◆ **Task requirements**: Rewrite each of the entries below, replacing "camera-trap tally" with "camera-trap survey" and leaving everything else unchanged.

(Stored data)
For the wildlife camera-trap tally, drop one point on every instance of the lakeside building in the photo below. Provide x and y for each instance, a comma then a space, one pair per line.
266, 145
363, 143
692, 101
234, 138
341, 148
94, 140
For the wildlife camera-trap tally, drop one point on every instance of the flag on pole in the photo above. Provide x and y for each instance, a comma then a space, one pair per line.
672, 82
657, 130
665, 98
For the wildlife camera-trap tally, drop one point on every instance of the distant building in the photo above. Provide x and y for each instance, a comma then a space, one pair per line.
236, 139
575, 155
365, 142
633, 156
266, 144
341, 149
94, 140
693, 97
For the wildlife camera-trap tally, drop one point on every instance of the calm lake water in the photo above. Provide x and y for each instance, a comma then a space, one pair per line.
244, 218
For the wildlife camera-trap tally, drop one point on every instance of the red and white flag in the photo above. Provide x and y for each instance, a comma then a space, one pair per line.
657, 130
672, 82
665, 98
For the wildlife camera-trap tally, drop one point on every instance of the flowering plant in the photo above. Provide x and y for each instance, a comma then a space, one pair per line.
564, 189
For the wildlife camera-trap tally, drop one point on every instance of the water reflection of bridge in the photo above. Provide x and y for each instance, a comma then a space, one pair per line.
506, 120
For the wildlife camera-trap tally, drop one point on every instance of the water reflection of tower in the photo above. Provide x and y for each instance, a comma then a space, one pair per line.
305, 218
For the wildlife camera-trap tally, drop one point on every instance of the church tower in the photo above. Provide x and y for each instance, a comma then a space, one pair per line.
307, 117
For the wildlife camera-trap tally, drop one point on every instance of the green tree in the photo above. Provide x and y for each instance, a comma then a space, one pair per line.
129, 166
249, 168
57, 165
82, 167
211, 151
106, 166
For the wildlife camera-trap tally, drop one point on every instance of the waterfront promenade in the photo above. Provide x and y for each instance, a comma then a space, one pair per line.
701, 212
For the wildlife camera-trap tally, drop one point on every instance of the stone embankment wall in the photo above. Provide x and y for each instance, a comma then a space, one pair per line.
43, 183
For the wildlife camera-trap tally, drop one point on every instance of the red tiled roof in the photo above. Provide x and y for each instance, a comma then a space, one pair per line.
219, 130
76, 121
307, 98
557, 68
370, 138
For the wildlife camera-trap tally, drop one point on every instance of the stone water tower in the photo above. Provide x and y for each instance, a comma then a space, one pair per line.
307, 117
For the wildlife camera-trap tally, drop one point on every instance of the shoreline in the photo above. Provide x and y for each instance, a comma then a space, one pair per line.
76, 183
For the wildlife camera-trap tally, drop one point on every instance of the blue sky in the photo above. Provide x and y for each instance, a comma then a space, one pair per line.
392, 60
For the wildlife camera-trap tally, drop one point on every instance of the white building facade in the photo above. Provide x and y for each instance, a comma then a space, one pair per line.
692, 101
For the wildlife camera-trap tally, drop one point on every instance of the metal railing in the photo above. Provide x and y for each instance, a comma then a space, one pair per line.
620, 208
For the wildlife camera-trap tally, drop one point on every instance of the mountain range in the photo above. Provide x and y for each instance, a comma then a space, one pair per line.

◆ **Written response**:
For the wildlife camera-trap survey, drop one point on every instance of the lakeside building in the photo below. Provide x and y for each instance, a comma then a space, one pair per line.
266, 145
363, 143
692, 101
234, 138
341, 148
94, 140
For the wildlife camera-trap survey, drop one point on every instance of the flag on pole in the photo above. Provide x and y for each instance, a comma then a space, one pair per line.
672, 82
657, 130
665, 98
For the wildlife camera-trap survey, drop one point on every instance of the distant building in the photo above. Provide x and y for each instance, a comma then a space, one pair per line.
236, 139
575, 155
365, 142
633, 156
266, 144
341, 149
94, 140
693, 97
For the wildlife camera-trap survey, drop one point on every instance of the calm lake water in the photo above. Provide x and y for each instance, a comma then a space, one pair per line.
244, 218
For the wildlife camera-trap survey, drop one point on every instance of the red and white flag in the photo above. Provide x and y for each instance, a comma then a space, one pair per line.
657, 130
672, 82
665, 98
For the wildlife camera-trap survey, drop one point on every instance of the flowering plant in the photo above. Provide x and y for each instance, a comma then a space, one pair per line.
564, 189
For the wildlife camera-trap survey, drop one point on every instance of the water reflection of bridge in the photo above. Provide x and y for each instance, a comma then a space, one pair per line.
506, 120
For the wildlife camera-trap survey, drop one point on every instance of the water reflection of tower in the photo above. Provide x and y for each instance, a comma then a space, one pair per line.
305, 218
For the wildlife camera-trap survey, drop one point on every instance of the church tower in the photo above. Provide x and y for each instance, a comma then a space, one pair per line.
307, 117
For the wildlife camera-trap survey, drop one point on every instance of the green tree in the photo above. Provide x and y for each instance, a comma then a space, one pair per line.
129, 166
249, 168
57, 165
82, 167
211, 151
106, 166
For the wildlife camera-trap survey, drop one point on every instance of the waterfront promenade in the photo above. Provide x and y for each instance, a comma then a space, one pair per line.
701, 212
For the wildlife camera-trap survey, drop one point on every instance of the stone embankment wall in the photo above. Provide x and y for each instance, a comma then a space, one pair per line.
43, 183
For the wildlife camera-trap survey, drop one point on every instance of the red tiled roof in the photo above. Provide x and y for each instance, a comma then a space, one pair per line.
219, 130
76, 121
307, 98
557, 68
370, 138
For the wildlife camera-trap survey, drop one point on every instance of the stone water tower in the photo above. Provide x and y for each instance, a comma then a space, one pair per line.
307, 117
For the wildlife camera-trap survey, drop one point on every instance of the shoreline in the photo above. Provide x and y for each instance, a comma then a space, one pair per line.
76, 183
For the wildlife camera-trap survey, drop one point on every instance of the blue sky in the photo above. Provide x and y for each instance, a comma then a space, one pair per line.
392, 60
For the wildlife camera-trap survey, drop one point on every instance of the white building facade in the photo above. Provide x and y for each instance, a comma then a space, one pair per line.
692, 101
For the wildlife camera-trap survey, drop one point on every instance of the metal railing in the photo above. Provide x and y for each instance, a comma then a space, one pair per line.
620, 208
For the wildlife camera-trap survey, drop one point on every instance of the mountain range in the photo above. Provide x and y for each instance, a comma then a space, one pair per line.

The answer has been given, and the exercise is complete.